**Written task**
Decide whether each statement below agrees with the fracking article. Answer yes or no and quote the words from the article that settle it.
1. The Environmental Protection Agency study in Ireland is planned to run for two years.
2. The aerial study in Colorado measured emissions over a period of one week.
3. Benzene emissions were found to be as much as seven times higher than the Colorado state inventory.

**Excerpt to read**
— Begin —

No fracking in Republic of Ireland until EPA study completed in 2016

Today, the Irish Times reported that the controversial process of Unconvenional Gas Exporation and Extraction (UGEE) will not proceed in the Republic of Ireland until a two year study by the Environmental Protection Agency (EPA) is completed in 2016.

The all island research, conducted by authorities north and south of teh border, costing €1million is expected to undertake a literature review into the effects of the process on the environment, and may include environmental baseline studies.

You may read the full article here.

Aerial study reveals methane and benzene emissions higher than expected

A new study of the oil and gas fields of Colorado, conducted by scientists from National Oceanic and Atmospheric Administration (NOAA) and the Cooperative Institute for Research in Environmental Sciences (CIRES), has revealed that methane and benzene emissions are respectively as much as three and seven times higher than Colorado state inventory.

Published on the 7th of May 2014, the aerial study recorded methane and non-methane hydrocarbon emissions over the densely pack oil and gas fields of the Denver-Julesburg Basin, over a two day period covering the 29th and 31st May 2013.

Comparing Colorado state inventory data with observational data, the report found that methane concentrations in the air were three times higher than state inventory, with oil and gas operations in the basin emitting around 19.3 metric tonnes of methane emissions every hour, which the authors calculate as a leak rate of 4.1 percent (± 1.5) of total gas produced.

Colorado State. Source: usgs.gov
Colorado State. (image source: usgs.gov)

— End —

**Data records**
— Begin —

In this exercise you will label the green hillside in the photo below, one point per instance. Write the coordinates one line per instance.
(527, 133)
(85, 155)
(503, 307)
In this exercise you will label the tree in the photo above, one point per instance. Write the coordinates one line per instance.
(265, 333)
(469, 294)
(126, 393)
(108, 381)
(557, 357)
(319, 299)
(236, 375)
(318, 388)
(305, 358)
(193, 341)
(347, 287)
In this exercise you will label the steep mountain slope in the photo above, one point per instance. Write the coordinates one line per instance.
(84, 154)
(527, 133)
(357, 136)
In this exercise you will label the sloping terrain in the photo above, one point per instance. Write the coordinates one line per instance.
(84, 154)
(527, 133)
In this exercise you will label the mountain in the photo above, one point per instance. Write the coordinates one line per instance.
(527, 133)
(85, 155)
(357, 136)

— End —

**Answer to the problem**
1. Yes: "a two year study by the Environmental Protection Agency (EPA)"
2. No: "over a two day period"
3. Yes: "methane and benzene emissions are respectively as much as three and seven times higher than Colorado state inventory"